(SUPPLIED MATERIAL)

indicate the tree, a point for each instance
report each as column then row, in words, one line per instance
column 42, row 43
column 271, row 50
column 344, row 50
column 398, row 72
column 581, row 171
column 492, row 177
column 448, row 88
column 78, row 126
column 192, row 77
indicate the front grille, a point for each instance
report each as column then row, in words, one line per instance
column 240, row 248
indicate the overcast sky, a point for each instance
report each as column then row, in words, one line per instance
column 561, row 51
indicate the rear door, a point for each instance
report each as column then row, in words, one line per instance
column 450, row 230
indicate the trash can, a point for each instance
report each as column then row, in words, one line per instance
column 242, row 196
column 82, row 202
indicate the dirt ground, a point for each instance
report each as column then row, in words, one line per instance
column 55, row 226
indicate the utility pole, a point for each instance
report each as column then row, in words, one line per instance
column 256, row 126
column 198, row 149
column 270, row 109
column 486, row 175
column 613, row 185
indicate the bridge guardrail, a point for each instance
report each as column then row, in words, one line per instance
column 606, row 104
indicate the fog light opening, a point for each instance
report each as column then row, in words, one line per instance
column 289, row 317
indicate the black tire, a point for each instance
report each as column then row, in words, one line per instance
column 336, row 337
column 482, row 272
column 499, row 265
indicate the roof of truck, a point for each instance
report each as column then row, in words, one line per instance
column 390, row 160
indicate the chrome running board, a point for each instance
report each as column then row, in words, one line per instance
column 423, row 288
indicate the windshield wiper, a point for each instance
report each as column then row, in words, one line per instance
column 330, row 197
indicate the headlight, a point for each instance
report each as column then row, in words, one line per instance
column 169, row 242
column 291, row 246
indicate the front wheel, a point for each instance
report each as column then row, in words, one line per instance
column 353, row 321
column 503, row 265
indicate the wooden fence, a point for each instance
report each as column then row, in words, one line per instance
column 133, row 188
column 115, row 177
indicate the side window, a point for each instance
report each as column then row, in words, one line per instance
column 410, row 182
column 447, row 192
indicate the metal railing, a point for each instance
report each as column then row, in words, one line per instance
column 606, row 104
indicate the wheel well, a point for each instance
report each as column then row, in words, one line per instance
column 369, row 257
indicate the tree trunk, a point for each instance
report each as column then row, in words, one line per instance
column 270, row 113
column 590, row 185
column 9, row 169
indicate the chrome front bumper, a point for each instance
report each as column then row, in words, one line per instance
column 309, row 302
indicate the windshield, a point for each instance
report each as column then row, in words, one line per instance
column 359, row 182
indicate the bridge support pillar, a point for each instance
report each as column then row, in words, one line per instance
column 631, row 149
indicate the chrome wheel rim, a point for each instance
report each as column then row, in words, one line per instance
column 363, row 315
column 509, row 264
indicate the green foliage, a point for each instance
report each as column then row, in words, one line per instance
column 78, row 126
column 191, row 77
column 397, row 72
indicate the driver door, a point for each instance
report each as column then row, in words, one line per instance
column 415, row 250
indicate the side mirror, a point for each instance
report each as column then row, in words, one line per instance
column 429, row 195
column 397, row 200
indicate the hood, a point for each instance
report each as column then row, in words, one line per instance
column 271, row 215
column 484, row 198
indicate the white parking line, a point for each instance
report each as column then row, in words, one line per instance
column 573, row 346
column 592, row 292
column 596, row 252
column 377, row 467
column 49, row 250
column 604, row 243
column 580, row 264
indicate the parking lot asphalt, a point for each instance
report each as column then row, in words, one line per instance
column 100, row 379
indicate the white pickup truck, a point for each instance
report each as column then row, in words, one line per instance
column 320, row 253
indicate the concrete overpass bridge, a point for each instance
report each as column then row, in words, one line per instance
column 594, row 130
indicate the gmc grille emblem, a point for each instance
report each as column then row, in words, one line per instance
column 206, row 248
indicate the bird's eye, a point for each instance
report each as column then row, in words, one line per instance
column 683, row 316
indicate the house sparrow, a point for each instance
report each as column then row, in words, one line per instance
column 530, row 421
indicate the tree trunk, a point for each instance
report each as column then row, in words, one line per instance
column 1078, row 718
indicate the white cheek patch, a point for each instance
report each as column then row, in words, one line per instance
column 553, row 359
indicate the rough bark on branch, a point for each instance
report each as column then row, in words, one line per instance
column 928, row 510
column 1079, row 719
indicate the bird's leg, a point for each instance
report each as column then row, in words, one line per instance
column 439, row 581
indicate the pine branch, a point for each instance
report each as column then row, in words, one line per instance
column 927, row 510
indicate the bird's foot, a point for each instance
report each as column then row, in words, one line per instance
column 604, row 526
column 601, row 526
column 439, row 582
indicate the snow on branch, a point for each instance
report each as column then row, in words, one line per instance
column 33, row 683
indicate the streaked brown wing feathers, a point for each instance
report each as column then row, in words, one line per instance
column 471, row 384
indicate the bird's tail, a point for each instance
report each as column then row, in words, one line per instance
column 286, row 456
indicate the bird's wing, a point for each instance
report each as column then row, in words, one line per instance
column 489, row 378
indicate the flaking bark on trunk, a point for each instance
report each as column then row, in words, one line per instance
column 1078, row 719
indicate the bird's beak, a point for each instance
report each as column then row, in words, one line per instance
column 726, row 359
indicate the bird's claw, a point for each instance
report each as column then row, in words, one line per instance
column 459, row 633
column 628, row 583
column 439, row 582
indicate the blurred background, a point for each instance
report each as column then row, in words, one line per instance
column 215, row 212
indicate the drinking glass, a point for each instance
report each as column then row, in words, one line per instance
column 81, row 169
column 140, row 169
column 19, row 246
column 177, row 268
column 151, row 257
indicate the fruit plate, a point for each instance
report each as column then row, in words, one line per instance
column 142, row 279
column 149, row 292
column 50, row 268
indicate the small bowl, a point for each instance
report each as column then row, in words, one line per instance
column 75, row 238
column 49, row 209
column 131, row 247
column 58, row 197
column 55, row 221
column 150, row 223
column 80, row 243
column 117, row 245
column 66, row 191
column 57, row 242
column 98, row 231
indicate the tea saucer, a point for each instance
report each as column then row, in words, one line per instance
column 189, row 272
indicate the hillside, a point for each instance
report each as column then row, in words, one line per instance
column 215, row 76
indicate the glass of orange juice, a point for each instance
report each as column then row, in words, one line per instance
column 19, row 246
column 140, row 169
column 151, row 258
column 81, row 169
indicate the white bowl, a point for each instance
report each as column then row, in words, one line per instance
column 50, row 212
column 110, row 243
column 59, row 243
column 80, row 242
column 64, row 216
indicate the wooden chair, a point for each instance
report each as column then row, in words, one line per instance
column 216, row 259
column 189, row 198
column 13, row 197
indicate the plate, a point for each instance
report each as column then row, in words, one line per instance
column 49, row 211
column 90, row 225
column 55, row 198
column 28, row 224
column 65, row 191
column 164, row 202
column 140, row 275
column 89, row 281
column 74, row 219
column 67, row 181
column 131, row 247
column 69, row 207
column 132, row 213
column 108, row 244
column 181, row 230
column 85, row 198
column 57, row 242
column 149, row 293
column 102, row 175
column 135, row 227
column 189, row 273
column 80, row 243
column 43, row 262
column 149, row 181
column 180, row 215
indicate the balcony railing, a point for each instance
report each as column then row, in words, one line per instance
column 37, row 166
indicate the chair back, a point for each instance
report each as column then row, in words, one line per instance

(End SUPPLIED MATERIAL)

→ **WHAT IS BEING ASKED**:
All of the records above need to be printed again exactly as they appear.

→ **EXPECTED OUTPUT**:
indicate the tree, a point for each instance
report each as column then row, in words, one line per instance
column 42, row 43
column 271, row 50
column 344, row 50
column 398, row 72
column 581, row 171
column 492, row 177
column 448, row 88
column 78, row 126
column 192, row 77
indicate the front grille, a point for each instance
report each as column then row, in words, one line per instance
column 240, row 248
indicate the overcast sky, a point for each instance
report each as column then row, in words, one line per instance
column 561, row 51
indicate the rear door, a point for each instance
report each as column then row, in words, one line per instance
column 450, row 230
indicate the trash can, a point for each instance
report each as column then row, in words, one line per instance
column 242, row 196
column 82, row 202
indicate the dirt ground, a point for each instance
report each as column then row, in words, one line per instance
column 55, row 226
indicate the utility pole, a point for each instance
report each as column then row, in words, one line per instance
column 256, row 126
column 198, row 149
column 270, row 109
column 486, row 175
column 613, row 185
indicate the bridge guardrail, a point for each instance
report each as column then row, in words, one line per instance
column 606, row 104
indicate the fog light opening, a point for each instance
report each as column then row, in words, one line per instance
column 289, row 317
indicate the black tire, a point for each instance
report each as column then row, in words, one line per instance
column 336, row 337
column 482, row 272
column 499, row 265
indicate the roof of truck, a point for each instance
report each as column then row, in words, one line per instance
column 390, row 160
indicate the chrome running board, a point for each instance
report each as column then row, in words, one line per instance
column 423, row 288
indicate the windshield wiper, a point for each instance
report each as column then row, in words, one line per instance
column 330, row 197
indicate the headlight, a point for each instance
report each as column then row, in words, one line per instance
column 169, row 242
column 291, row 246
indicate the front wheel, a point for each instance
report each as column then row, in words, one line per instance
column 353, row 321
column 503, row 265
indicate the wooden fence, a point for each instance
report each as column then row, in words, one line per instance
column 133, row 188
column 115, row 177
indicate the side window, a point for each instance
report each as column then row, in words, one line per instance
column 410, row 182
column 447, row 192
indicate the metal railing, a point for each instance
report each as column then row, in words, one line per instance
column 606, row 104
indicate the wheel well, a point for each instance
report each as column then row, in words, one line per instance
column 369, row 257
indicate the tree trunk, a point for each instance
report each as column then row, in words, one line per instance
column 270, row 113
column 590, row 185
column 9, row 169
indicate the chrome front bumper, a point for each instance
report each as column then row, in words, one line per instance
column 309, row 302
indicate the windshield, a point for each instance
report each as column then row, in words, one line per instance
column 359, row 182
indicate the bridge support pillar, a point for each instance
report each as column then row, in words, one line per instance
column 631, row 149
indicate the chrome wheel rim, a point for each instance
report each as column then row, in words, one line per instance
column 363, row 315
column 509, row 264
indicate the green foliage, a point for each instance
report each as column then row, in words, one line per instance
column 78, row 126
column 191, row 77
column 397, row 72
indicate the driver door, a point for each instance
report each as column then row, in words, one line per instance
column 415, row 250
indicate the side mirror, a point for each instance
report each as column then row, in words, one line per instance
column 429, row 195
column 397, row 200
indicate the hood, a point for each instance
report each as column then row, in words, one line per instance
column 271, row 215
column 484, row 198
indicate the white parking line, a point for each instance
report each as column then row, in words, one line per instance
column 573, row 346
column 592, row 292
column 596, row 252
column 377, row 467
column 49, row 250
column 604, row 243
column 580, row 264
indicate the parking lot asphalt, a point for each instance
report each as column then row, in words, one line per instance
column 100, row 379
indicate the white pickup truck, a point for each instance
report each as column then row, in words, one line per instance
column 320, row 253
indicate the concrete overpass bridge, a point for each instance
report each as column then row, in words, one line per instance
column 594, row 130
indicate the gmc grille emblem, a point for each instance
report each as column then row, in words, one line per instance
column 206, row 248
indicate the bird's eye, a point for each instance
report each as column then row, in words, one line per instance
column 683, row 316
indicate the house sparrow, a point for each instance
report each as column then row, in words, one line per instance
column 530, row 421
indicate the tree trunk, a point for each instance
report each as column then row, in words, one line per instance
column 1078, row 718
indicate the white cheek patch, a point for each instance
report each as column then row, in words, one line per instance
column 553, row 359
indicate the rough bark on branch, a point for each instance
report each as column then row, in words, one line per instance
column 928, row 510
column 1079, row 719
indicate the bird's leg, a point for each instance
report each as column then row, in words, one line per instance
column 439, row 581
indicate the pine branch, a point for each instance
report each as column then row, in words, one line per instance
column 927, row 510
indicate the bird's foot, a point for each instance
report each as column then row, in words, one line per instance
column 604, row 526
column 601, row 526
column 439, row 582
indicate the snow on branch, a point for each instance
report each as column then row, in words, one line per instance
column 33, row 683
indicate the streaked brown wing feathers, a point for each instance
report each as column then row, in words, one line per instance
column 471, row 384
indicate the bird's tail, a point for each instance
report each as column then row, in words, one line per instance
column 286, row 456
indicate the bird's wing, a point for each instance
report each as column then row, in words, one line per instance
column 489, row 378
indicate the flaking bark on trunk, a point for each instance
report each as column then row, in words, one line per instance
column 1078, row 719
indicate the bird's beak, a point for each instance
report each as column then row, in words, one line per instance
column 726, row 359
indicate the bird's claw, a point for each instance
report each as column then row, in words, one line per instance
column 459, row 633
column 628, row 583
column 439, row 582
indicate the blurred background, a point for each instance
report each as column then row, in words, one line per instance
column 215, row 212
indicate the drinking glass, a point for each instance
report each as column then row, in words, one line per instance
column 81, row 169
column 140, row 169
column 19, row 246
column 177, row 268
column 151, row 257
indicate the fruit plate, a point for each instance
report each as column then row, in words, one line per instance
column 142, row 279
column 149, row 292
column 50, row 268
indicate the small bowl, a point for each instance
report each as column then row, in words, one line per instance
column 75, row 238
column 49, row 209
column 131, row 247
column 58, row 197
column 55, row 221
column 150, row 223
column 80, row 243
column 117, row 245
column 66, row 191
column 57, row 242
column 98, row 231
indicate the tea saucer, a point for each instance
report each as column then row, in words, one line per instance
column 189, row 272
indicate the hillside, a point for each instance
report each as column then row, in words, one line per instance
column 215, row 76
indicate the glass of orange juice, a point for each instance
report each as column then row, in words, one line per instance
column 19, row 246
column 140, row 169
column 151, row 258
column 81, row 169
indicate the white bowl, a point for each instance
report each as column then row, in words, one line per instance
column 50, row 212
column 110, row 243
column 59, row 243
column 80, row 242
column 64, row 216
indicate the wooden chair, a point for each instance
report each as column then row, in words, one line per instance
column 216, row 259
column 189, row 198
column 13, row 197
indicate the plate, a point for each instance
report each as column then row, in words, one line per instance
column 49, row 211
column 90, row 225
column 55, row 198
column 28, row 224
column 65, row 191
column 164, row 202
column 140, row 275
column 89, row 281
column 74, row 219
column 67, row 181
column 131, row 247
column 69, row 207
column 132, row 213
column 108, row 244
column 181, row 230
column 85, row 198
column 57, row 242
column 149, row 293
column 102, row 175
column 135, row 227
column 189, row 273
column 80, row 243
column 43, row 262
column 149, row 181
column 180, row 215
indicate the balcony railing, a point for each instance
report each as column then row, in words, one line per instance
column 37, row 166
indicate the chair back, a point for each instance
report each as column then row, in words, one line per instance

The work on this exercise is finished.